Requirements: Please copy the lines below word for word, starting with the line that contains "Where can the white" and continuing through the last of the lines, including both ends.

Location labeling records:
......
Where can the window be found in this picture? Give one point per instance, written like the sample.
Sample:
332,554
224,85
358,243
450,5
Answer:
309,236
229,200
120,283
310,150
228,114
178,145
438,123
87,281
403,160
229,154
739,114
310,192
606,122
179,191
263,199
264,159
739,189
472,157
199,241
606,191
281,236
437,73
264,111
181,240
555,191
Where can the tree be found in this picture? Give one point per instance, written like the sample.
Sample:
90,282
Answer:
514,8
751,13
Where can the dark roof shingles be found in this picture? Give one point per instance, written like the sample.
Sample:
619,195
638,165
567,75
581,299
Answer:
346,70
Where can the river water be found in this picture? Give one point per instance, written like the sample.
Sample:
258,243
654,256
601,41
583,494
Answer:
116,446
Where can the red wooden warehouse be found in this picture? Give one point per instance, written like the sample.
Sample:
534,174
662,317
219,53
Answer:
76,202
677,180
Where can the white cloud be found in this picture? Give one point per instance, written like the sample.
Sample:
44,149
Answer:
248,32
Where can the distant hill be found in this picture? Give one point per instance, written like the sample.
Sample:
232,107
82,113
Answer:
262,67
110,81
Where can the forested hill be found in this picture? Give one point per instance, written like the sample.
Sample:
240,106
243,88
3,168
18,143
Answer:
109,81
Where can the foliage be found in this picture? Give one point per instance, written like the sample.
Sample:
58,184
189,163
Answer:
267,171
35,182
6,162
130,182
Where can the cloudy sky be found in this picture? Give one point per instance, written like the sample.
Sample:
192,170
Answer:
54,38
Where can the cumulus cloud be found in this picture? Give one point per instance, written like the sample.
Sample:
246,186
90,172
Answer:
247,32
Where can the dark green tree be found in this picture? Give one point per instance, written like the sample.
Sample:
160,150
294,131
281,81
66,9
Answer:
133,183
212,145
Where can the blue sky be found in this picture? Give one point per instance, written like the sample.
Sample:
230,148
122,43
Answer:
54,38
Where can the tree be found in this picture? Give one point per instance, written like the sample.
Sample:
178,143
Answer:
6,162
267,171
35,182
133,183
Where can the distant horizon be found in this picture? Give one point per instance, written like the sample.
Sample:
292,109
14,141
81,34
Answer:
......
Solution to this exercise:
Where can the white cloud be found in this picture? Give one point per instance, written like the sample.
Sample:
44,149
Answer:
248,32
Where can the distant hill be found in this picture? Give one point per instance, written like the sample.
Sample:
232,107
82,113
Answer:
262,67
110,81
Where can the forested hill be found in this picture? Give one point per instance, written like the sample.
Sample:
240,106
243,88
3,168
18,143
Answer:
109,81
Where can the foliage be found in this picture? Give one point per instance, written like the sample.
Sample:
58,184
189,163
Answer:
267,171
35,182
6,162
130,182
Where can the cloudy sky be found in this picture? Give one point per instance, written like the sample.
Sample:
192,170
Answer:
54,38
Where can the cumulus cloud be found in this picture? Give one point per instance, written like the sample.
Sample:
246,186
90,172
Answer:
247,32
Where can the dark green tree be found in this picture? Give one point per instance, written like the sample.
Sample:
160,150
294,131
281,81
66,9
Answer:
133,183
212,145
Where can the blue sky be found in this picture? Give one point per instance, written like the sample.
Sample:
230,148
122,43
Answer:
54,38
Where can the tree be found in this picture? Give one point per instance, written like the sample.
Sample:
178,143
Answer:
6,162
267,171
35,182
133,183
Where can the distant horizon be found in this picture? Give one point per instance, written like the sample.
Sample:
292,109
14,141
81,34
Answer:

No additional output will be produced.